In their last scheduled statewide television appearance on Sunday, Democrat Mark Takai and Republican Charles Djou broke little new ground on issues choosing instead to sharpen their rhetoric on partisanship and who would better serve the people of Hawaii in the next Congress.
Takai again attempted to tie Djou to tea party Republicans who some have blamed for divisive partisan politics that have prevented Congress from getting any work done. Djou has characterized the attacks as nothing more than petty name calling, repeatedly referring to the current climate as “poisonous.”
Takai also addressed charges by Republicans that he has changed his position on some issues from when he first took office, noting that throughout his career as a state lawmaker his political views have been shaped by his life experiences.
“I think that as a good leader, especially in the Legislature after 20 years, acknowledging and making shifts in judgment is OK,” Takai said. “I think it’s important to acknowledge responding to your constituents and over time constituents, as well, change.”

DATA SHOWN -
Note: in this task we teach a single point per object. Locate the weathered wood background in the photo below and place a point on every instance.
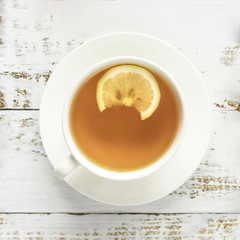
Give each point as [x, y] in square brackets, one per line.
[34, 36]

WHAT IS EXPECTED - Copy the text on the Takai–Djou televised debate word for word, in full.

ANSWER BELOW -
In their last scheduled statewide television appearance on Sunday, Democrat Mark Takai and Republican Charles Djou broke little new ground on issues choosing instead to sharpen their rhetoric on partisanship and who would better serve the people of Hawaii in the next Congress.
Takai again attempted to tie Djou to tea party Republicans who some have blamed for divisive partisan politics that have prevented Congress from getting any work done. Djou has characterized the attacks as nothing more than petty name calling, repeatedly referring to the current climate as “poisonous.”
Takai also addressed charges by Republicans that he has changed his position on some issues from when he first took office, noting that throughout his career as a state lawmaker his political views have been shaped by his life experiences.
“I think that as a good leader, especially in the Legislature after 20 years, acknowledging and making shifts in judgment is OK,” Takai said. “I think it’s important to acknowledge responding to your constituents and over time constituents, as well, change.”